#### Task details
Starting with the line that contains "Target: domed roof", set down each line through the end of the entries below, exactly and with nothing added.

-------- Records to process --------

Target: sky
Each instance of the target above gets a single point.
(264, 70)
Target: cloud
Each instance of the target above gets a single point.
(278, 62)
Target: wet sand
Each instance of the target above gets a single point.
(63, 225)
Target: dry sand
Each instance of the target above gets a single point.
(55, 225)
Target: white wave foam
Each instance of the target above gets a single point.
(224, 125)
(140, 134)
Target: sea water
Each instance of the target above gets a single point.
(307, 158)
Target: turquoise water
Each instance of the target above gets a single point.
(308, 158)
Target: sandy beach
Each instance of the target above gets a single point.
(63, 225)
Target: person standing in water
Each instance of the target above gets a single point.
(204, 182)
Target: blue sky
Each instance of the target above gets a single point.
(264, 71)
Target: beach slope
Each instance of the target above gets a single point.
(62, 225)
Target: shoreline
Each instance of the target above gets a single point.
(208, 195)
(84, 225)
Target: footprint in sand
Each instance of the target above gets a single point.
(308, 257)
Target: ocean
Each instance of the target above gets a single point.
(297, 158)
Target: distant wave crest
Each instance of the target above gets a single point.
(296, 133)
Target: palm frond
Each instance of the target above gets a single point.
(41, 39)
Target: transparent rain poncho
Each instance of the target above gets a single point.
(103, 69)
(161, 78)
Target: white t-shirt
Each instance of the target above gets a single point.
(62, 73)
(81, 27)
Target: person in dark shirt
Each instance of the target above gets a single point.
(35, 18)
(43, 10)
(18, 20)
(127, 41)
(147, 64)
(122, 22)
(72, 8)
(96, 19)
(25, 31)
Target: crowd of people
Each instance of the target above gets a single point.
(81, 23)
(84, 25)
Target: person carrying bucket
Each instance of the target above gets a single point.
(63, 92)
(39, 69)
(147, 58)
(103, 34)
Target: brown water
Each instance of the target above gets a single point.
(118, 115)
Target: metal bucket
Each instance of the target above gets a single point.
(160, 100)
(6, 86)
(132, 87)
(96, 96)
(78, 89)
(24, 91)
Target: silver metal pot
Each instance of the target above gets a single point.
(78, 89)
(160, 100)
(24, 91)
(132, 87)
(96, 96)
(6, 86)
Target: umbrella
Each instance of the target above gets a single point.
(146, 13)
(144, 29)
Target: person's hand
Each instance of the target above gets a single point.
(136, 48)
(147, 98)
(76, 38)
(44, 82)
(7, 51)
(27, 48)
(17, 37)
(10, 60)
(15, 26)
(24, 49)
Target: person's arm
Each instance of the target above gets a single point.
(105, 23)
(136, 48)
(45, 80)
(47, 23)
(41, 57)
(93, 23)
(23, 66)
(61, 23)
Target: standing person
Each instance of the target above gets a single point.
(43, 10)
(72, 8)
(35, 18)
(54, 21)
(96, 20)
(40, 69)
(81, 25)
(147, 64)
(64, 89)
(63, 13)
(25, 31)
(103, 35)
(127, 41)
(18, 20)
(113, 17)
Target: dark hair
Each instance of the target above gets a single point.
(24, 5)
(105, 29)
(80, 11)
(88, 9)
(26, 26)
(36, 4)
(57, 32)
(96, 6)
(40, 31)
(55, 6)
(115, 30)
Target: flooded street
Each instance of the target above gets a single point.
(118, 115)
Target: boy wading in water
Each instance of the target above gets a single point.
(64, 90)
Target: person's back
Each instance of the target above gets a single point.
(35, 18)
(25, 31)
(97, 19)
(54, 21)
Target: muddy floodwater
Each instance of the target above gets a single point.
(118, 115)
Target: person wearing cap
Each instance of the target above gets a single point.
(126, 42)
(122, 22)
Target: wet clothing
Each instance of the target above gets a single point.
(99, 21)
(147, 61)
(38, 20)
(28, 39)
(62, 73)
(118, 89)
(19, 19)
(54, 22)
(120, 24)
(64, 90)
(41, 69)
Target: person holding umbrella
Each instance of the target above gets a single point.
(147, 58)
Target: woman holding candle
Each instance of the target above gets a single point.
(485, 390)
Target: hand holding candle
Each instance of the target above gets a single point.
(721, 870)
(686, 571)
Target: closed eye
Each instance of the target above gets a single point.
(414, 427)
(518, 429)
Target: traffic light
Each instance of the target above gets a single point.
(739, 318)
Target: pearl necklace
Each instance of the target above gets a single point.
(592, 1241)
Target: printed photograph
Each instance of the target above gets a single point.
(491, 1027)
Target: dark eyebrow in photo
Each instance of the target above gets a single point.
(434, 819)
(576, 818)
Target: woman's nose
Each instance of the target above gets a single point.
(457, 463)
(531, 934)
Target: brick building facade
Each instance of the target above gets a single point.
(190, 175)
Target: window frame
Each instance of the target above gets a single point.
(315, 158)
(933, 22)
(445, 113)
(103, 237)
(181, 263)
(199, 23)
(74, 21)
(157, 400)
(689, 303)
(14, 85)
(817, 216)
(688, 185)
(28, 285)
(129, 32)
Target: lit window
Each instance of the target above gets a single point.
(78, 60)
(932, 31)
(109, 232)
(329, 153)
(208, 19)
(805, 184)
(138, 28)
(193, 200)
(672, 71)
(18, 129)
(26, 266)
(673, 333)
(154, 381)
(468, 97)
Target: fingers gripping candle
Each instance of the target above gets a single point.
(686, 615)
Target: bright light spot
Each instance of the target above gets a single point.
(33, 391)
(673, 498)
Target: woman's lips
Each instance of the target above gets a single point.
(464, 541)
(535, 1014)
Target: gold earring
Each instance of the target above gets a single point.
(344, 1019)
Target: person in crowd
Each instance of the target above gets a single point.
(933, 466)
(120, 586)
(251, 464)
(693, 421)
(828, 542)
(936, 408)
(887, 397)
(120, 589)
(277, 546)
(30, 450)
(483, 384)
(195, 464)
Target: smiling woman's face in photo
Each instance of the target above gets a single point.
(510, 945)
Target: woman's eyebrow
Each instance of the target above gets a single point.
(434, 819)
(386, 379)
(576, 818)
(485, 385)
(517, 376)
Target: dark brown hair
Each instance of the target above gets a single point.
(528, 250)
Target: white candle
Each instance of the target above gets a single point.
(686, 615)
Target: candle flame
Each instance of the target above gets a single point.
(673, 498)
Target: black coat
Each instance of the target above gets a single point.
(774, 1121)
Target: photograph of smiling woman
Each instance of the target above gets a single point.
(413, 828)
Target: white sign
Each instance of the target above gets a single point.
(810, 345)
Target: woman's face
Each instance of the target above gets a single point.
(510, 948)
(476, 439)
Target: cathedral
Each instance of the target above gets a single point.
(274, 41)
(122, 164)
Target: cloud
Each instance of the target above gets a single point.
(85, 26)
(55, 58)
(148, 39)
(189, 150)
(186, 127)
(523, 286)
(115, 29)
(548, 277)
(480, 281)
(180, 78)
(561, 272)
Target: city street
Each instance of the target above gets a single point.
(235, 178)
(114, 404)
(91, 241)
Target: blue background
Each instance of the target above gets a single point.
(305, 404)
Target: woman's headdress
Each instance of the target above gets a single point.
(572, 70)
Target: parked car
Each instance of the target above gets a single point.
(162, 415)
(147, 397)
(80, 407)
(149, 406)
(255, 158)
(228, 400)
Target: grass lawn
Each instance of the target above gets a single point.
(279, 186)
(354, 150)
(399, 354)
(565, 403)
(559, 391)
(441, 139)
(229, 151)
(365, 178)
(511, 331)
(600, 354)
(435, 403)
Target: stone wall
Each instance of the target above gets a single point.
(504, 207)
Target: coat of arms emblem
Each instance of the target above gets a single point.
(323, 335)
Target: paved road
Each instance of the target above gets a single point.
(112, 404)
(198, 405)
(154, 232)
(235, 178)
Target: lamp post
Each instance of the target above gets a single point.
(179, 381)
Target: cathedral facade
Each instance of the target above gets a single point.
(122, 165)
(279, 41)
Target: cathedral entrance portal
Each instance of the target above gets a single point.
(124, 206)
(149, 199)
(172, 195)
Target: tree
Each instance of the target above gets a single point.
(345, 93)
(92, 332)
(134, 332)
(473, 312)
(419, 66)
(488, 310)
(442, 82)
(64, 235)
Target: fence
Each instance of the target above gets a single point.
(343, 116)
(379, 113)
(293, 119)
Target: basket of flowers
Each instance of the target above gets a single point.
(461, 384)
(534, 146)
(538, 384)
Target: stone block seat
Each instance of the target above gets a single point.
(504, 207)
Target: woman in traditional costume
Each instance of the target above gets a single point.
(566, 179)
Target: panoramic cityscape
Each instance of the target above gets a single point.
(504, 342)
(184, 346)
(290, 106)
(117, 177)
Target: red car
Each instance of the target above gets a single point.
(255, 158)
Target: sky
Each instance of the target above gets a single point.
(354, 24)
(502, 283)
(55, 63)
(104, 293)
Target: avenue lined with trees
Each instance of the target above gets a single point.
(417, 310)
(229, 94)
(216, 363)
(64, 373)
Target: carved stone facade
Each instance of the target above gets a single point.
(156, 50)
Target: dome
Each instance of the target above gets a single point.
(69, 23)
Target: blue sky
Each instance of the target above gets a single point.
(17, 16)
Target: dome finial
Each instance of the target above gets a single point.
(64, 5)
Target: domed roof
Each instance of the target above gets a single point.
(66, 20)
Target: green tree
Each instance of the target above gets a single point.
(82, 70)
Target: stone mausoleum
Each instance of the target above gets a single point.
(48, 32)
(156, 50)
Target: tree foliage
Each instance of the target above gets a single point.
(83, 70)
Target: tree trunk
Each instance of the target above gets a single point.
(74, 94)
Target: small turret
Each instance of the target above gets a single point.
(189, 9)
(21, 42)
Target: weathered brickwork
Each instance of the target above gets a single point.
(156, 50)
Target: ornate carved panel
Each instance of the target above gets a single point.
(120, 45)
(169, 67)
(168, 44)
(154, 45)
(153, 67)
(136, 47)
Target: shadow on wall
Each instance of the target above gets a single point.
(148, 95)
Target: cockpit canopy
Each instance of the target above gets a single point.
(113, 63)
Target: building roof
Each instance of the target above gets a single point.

--------

#### Written response
Target: domed roof
Each instance of the target above gets a single point.
(66, 20)
Target: green tree
Each instance of the target above gets a single point.
(82, 70)
Target: stone mausoleum
Each instance of the target above gets a single point.
(48, 32)
(156, 50)
Target: tree foliage
Each instance of the target above gets a single point.
(83, 70)
Target: tree trunk
Each instance of the target above gets a single point.
(74, 94)
Target: small turret
Each instance of the target above gets a single point.
(189, 9)
(21, 42)
Target: weathered brickwork
Each instance of the target above gets a single point.
(156, 50)
Target: ornate carved panel
Each instance of the target above gets a single point.
(120, 45)
(169, 67)
(168, 44)
(154, 45)
(153, 67)
(136, 47)
Target: shadow on wall
Each instance of the target above gets a single point.
(148, 95)
Target: cockpit canopy
Each instance of the target above gets a single point.
(113, 63)
Target: building roof
Each instance of the target above gets a single point.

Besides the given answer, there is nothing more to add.